(Exercise instructions):
Count how many lines in the records contain the word "before". Give only the number.
### Source records
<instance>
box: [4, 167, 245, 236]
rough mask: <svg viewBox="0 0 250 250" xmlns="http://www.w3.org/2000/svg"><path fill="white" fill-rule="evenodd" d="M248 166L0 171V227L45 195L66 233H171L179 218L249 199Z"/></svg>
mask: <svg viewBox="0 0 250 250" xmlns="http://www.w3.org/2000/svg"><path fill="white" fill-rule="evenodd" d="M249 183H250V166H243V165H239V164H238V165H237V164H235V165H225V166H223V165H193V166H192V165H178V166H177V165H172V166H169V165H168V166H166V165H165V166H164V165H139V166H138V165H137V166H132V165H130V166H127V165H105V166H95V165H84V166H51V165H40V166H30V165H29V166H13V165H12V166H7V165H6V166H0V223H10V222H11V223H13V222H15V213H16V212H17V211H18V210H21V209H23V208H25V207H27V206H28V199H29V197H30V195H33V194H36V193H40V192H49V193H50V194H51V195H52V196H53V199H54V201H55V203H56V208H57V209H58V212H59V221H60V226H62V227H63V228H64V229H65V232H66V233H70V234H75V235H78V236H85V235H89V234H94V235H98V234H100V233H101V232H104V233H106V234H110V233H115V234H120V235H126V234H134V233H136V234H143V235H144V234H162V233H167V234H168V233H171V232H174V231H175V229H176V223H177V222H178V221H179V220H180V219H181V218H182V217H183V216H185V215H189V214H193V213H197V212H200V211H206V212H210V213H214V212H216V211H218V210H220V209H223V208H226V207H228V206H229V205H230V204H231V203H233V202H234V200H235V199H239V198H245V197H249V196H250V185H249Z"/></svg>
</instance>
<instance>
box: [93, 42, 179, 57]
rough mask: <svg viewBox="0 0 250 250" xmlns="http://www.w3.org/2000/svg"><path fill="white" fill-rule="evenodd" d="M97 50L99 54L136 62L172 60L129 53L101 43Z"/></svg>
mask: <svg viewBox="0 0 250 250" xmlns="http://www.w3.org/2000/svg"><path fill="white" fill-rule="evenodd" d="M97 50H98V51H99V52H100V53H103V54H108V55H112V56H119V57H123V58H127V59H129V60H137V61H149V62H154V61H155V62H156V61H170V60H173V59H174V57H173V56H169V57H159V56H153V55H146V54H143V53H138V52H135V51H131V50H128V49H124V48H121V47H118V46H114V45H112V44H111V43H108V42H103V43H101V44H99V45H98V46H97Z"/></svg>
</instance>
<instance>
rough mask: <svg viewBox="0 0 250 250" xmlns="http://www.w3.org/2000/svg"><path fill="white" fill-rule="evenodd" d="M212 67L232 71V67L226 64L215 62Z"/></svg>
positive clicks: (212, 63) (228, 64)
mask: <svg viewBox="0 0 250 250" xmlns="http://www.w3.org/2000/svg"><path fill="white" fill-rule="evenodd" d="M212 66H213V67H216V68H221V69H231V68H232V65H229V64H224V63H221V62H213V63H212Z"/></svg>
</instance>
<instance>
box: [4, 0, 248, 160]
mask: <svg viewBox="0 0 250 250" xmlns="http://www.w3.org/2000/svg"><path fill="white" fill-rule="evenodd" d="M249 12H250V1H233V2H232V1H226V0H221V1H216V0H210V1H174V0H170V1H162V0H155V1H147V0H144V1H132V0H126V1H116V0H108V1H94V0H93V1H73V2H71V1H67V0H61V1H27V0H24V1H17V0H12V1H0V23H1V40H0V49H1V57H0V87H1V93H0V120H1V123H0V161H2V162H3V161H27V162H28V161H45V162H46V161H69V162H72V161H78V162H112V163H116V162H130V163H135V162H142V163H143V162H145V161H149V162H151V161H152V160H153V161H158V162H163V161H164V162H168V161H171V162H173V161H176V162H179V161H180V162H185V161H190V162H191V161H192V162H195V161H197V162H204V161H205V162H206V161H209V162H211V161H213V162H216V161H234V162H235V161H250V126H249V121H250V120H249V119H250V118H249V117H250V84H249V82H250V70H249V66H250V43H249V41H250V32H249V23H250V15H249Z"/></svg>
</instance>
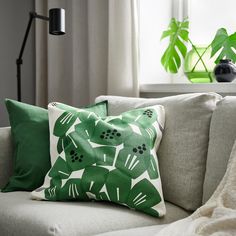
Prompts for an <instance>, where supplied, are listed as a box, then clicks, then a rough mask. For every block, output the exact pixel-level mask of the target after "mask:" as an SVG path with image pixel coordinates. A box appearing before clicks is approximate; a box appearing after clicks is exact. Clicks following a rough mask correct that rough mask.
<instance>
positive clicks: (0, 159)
mask: <svg viewBox="0 0 236 236" xmlns="http://www.w3.org/2000/svg"><path fill="white" fill-rule="evenodd" d="M11 174H12V141H11V128H9V127H6V128H0V189H1V188H3V187H4V186H5V185H6V184H7V182H8V180H9V178H10V176H11Z"/></svg>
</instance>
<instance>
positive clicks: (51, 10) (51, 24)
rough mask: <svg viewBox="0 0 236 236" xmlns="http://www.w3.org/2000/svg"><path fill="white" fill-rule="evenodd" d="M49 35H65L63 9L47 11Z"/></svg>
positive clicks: (64, 25)
mask: <svg viewBox="0 0 236 236" xmlns="http://www.w3.org/2000/svg"><path fill="white" fill-rule="evenodd" d="M49 33H50V34H53V35H62V34H65V9H63V8H52V9H50V10H49Z"/></svg>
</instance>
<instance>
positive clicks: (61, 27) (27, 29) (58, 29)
mask: <svg viewBox="0 0 236 236" xmlns="http://www.w3.org/2000/svg"><path fill="white" fill-rule="evenodd" d="M36 18H38V19H41V20H46V21H49V33H50V34H52V35H63V34H65V10H64V9H63V8H52V9H50V10H49V17H47V16H41V15H38V14H37V13H36V12H30V14H29V22H28V25H27V28H26V31H25V36H24V39H23V42H22V45H21V50H20V54H19V57H18V58H17V60H16V66H17V99H18V101H21V65H22V64H23V60H22V56H23V53H24V49H25V44H26V41H27V39H28V36H29V31H30V27H31V25H32V22H33V20H34V19H36Z"/></svg>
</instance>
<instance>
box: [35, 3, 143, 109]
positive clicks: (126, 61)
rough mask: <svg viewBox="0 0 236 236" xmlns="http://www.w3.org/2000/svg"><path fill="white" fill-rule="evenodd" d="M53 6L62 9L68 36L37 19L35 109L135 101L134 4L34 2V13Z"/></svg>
mask: <svg viewBox="0 0 236 236" xmlns="http://www.w3.org/2000/svg"><path fill="white" fill-rule="evenodd" d="M53 7H62V8H65V10H66V35H64V36H52V35H49V34H48V32H47V31H48V30H47V27H48V26H47V24H46V23H45V22H43V21H41V20H36V104H37V105H40V106H46V105H47V103H48V102H50V101H61V102H65V103H68V104H71V105H74V106H80V105H85V104H88V103H91V102H93V101H94V98H95V97H96V96H98V95H101V94H110V95H122V96H138V75H139V44H138V41H139V40H138V38H139V37H138V34H139V31H138V26H139V24H138V0H119V1H117V0H99V1H98V0H97V1H94V0H50V1H49V0H35V8H36V12H37V13H38V14H43V15H48V10H49V9H50V8H53Z"/></svg>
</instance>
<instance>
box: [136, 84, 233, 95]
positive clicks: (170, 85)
mask: <svg viewBox="0 0 236 236" xmlns="http://www.w3.org/2000/svg"><path fill="white" fill-rule="evenodd" d="M140 92H141V93H196V92H216V93H236V83H212V84H211V83H209V84H141V85H140Z"/></svg>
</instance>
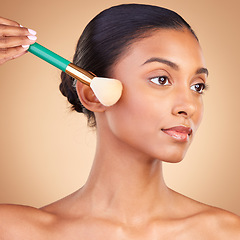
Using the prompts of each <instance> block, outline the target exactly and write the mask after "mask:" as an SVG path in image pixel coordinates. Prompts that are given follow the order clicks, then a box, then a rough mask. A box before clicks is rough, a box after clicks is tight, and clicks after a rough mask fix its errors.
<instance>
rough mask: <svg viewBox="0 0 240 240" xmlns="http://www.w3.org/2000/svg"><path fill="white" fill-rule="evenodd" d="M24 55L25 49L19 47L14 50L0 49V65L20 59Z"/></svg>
mask: <svg viewBox="0 0 240 240" xmlns="http://www.w3.org/2000/svg"><path fill="white" fill-rule="evenodd" d="M25 53H27V51H26V49H24V48H23V47H20V46H19V47H15V48H8V49H0V64H3V63H5V62H7V61H9V60H12V59H15V58H17V57H20V56H22V55H23V54H25Z"/></svg>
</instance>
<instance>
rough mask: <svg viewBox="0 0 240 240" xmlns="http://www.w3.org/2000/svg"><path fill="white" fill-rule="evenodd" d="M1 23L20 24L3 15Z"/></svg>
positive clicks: (0, 21) (16, 24)
mask: <svg viewBox="0 0 240 240" xmlns="http://www.w3.org/2000/svg"><path fill="white" fill-rule="evenodd" d="M0 24H5V25H12V26H20V24H19V23H17V22H15V21H13V20H10V19H7V18H3V17H0Z"/></svg>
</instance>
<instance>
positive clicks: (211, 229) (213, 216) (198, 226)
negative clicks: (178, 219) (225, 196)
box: [192, 204, 240, 240]
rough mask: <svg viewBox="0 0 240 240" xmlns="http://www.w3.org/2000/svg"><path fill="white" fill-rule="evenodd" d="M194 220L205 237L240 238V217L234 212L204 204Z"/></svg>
mask: <svg viewBox="0 0 240 240" xmlns="http://www.w3.org/2000/svg"><path fill="white" fill-rule="evenodd" d="M192 220H193V221H192V222H195V223H196V225H197V227H196V230H197V231H198V232H202V233H203V234H204V236H205V239H211V240H213V239H217V240H226V239H231V240H240V217H239V216H237V215H236V214H234V213H231V212H229V211H226V210H223V209H220V208H217V207H213V206H209V205H205V204H203V205H202V211H199V212H198V213H197V214H196V215H195V216H194V217H193V219H192ZM194 220H195V221H194Z"/></svg>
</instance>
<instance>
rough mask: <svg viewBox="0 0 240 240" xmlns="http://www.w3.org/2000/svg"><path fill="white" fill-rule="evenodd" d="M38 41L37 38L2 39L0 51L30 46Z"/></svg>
mask: <svg viewBox="0 0 240 240" xmlns="http://www.w3.org/2000/svg"><path fill="white" fill-rule="evenodd" d="M36 40H37V37H36V36H26V37H0V49H4V48H11V47H17V46H20V45H30V44H33V43H34V42H35V41H36Z"/></svg>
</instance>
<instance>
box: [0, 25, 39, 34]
######
(Expected answer):
2